What is being asked » Transcribe the stretch of the blog excerpt below from "Warm wishes and" through "tuned, as always.", keeping every word and punctuation mark unchanged.

Page excerpt »
-- BEGIN --

To my dear friends Nick (fellow blogger and tour buddy) and Jeremy (Wolf Trap friend and whiskey buddy), who officially - and legally! - tied the knot last weekend.

Warm wishes and all my love, friends!

Sick

It’s probably not a coincidence that on the first cloudy day since my arrival here, I should wake up with a cold. Terrible timing, of course, but it feels minor. With plenty of rest and lots of water and good nasal irrigation or two, I should be right as rain (haha) for Friday’s opening. Here’s to hoping...

I wrote the above paragraph this morning, and had all sorts of intentions to write about Zerlina, but I’ve pretty much been napping all day. I have two more hours before I leave for tonight’s first orchestra dress, so I might get some thoughts up, but I will likely be napping and feeding my cold. But stay tuned, as always.

In other news: I applied for my absentee ballot today! If you’re not going to be in your home voting district on November 4th, it’s not too late to get one and get your vote in. Sure, absentee ballots seem to be the red-headed step-children of elections, but this year I just don’t think anyone can afford to let their vote slip by.

More soon...

Tuesday, September 30, 2008

Tap, tap, tap... Is this thing on?

About a month ago, Sid sent me a link to a post from a “really old-school blogger” in which said blogger perfectly summed up the reasons behind his recent dearth of blogging. It resonated with me so strongly that I vowed to write a “farewell cruel blog!” post that very night and disappear from teh internets...

We can all see how that turned out.

-- END --

Data extract »
-- BEGIN --

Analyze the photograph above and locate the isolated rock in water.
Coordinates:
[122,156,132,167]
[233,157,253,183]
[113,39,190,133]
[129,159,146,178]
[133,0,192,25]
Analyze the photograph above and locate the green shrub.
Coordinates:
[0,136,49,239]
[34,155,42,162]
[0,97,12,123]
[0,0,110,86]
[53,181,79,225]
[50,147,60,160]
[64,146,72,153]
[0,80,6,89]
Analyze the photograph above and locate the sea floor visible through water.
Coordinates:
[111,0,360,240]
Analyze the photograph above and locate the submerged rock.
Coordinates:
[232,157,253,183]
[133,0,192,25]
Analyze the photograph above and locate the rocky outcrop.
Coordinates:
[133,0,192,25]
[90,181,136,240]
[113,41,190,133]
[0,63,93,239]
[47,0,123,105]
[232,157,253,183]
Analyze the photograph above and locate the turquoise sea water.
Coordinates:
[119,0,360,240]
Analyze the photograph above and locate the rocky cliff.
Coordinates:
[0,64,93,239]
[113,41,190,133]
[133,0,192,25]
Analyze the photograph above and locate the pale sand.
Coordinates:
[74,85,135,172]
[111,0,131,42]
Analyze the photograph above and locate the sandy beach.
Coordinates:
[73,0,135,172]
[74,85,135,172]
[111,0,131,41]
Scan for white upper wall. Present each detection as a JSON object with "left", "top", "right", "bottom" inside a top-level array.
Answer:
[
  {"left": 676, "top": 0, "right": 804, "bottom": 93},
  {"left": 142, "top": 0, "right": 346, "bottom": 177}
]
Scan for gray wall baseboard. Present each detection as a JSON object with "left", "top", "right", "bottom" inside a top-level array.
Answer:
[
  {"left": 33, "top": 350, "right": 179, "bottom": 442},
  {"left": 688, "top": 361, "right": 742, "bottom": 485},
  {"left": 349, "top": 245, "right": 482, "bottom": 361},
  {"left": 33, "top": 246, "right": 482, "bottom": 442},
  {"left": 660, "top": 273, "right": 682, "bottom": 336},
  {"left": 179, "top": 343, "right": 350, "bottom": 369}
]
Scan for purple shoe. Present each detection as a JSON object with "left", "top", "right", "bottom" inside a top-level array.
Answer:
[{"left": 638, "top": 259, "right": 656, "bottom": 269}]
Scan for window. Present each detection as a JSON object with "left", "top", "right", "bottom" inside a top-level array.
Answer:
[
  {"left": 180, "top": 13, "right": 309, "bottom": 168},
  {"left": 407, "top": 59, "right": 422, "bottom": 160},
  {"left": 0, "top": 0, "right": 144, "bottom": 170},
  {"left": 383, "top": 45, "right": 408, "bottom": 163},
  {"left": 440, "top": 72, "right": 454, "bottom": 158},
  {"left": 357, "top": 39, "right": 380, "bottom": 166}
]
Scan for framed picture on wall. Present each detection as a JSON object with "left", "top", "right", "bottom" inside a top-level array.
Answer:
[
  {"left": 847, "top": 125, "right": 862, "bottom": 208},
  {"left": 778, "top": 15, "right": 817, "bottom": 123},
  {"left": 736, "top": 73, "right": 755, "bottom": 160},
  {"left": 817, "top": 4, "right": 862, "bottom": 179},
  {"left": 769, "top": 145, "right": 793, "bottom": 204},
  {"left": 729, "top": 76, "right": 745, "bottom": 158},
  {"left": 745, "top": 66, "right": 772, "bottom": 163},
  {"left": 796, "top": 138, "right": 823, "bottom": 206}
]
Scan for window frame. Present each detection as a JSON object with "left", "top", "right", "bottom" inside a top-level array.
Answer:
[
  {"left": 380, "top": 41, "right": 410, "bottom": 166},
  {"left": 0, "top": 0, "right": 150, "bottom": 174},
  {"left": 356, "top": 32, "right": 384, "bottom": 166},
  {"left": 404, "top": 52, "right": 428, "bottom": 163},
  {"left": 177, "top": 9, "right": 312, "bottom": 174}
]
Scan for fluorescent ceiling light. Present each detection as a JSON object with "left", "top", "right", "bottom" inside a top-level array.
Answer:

-- END --

Written answer »
Warm wishes and all my love, friends!

Sick

It’s probably not a coincidence that on the first cloudy day since my arrival here, I should wake up with a cold. Terrible timing, of course, but it feels minor. With plenty of rest and lots of water and good nasal irrigation or two, I should be right as rain (haha) for Friday’s opening. Here’s to hoping...

I wrote the above paragraph this morning, and had all sorts of intentions to write about Zerlina, but I’ve pretty much been napping all day. I have two more hours before I leave for tonight’s first orchestra dress, so I might get some thoughts up, but I will likely be napping and feeding my cold. But stay tuned, as always.